In the text on number scales below, rewrite the paragraph that begins "None of the scales to which we have briefly referred" as a short bulleted list that keeps its main facts.

### SELECTED TEXT

## START

The six scale is theoretically superior in some respects to the decimal, because its radix can be divided by three, but it is objectionable for the same reason as the decimal. Its radix admits of only one bisection. Its notation would be somewhat simpler than that now in use, but more places of figures would be required. Its first ten numbers would be 1, 2, 3, 4, 5, 10, 11, 12, 13, 14.

Of the seven, nine, and eleven scales, it needs only to be said that they present no merits, since the numbers upon which they are founded are odd numbers.

None of the scales to which we have briefly referred have been advocated as practicable systems, but the duodenary or twelve scale has many striking advantages, and is used to some extent for certain classes of calculation. Its radix is divisible by two, three, four, and six. It can be bisected twice. The system has not only been the favorite with many who have theorized upon the subject, but it has been used to a great extent by different nations in the practical affairs of life. The Scandinavian nations have a preference for this scale. Traces of its use appear in our words dozen, gross, and great gross. It also appears in quite a number of the primary divisions in our weights and measures. Its use is quite common among mathematicians in long arithmetical computations. The additional mental labor required to compute in this scale is not very great, while the manual labor is somewhat less than in using the decimal system. The scale has always been a favorite one with those who object to the decimal notation.

## END

### STORED ROWS
## START

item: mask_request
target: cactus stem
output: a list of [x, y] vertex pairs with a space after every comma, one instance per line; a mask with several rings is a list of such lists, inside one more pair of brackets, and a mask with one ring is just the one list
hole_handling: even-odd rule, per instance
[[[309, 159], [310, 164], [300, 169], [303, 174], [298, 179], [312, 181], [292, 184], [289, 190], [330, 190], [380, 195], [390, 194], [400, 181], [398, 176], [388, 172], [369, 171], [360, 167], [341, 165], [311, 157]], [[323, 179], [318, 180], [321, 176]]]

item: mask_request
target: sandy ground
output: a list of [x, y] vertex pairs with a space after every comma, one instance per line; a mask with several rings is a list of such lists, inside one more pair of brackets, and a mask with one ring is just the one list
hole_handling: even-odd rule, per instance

## END

### THE RESULT
- None of the other scales mentioned have been put forward as practical systems, but the twelve scale has many clear advantages and is used for some kinds of calculation.
- Its base can be divided by two, three, four, and six, and it can be halved twice.
- Many who have theorized about number systems favor it, and various nations have used it widely in everyday life.
- The Scandinavian nations prefer it.
- Traces of it remain in the words dozen, gross, and great gross, and in many of the basic divisions of our weights and measures.
- Mathematicians often use it for long calculations.
- It takes little extra mental effort and somewhat less written work than the decimal system.
- It has always been popular with those who object to decimal notation.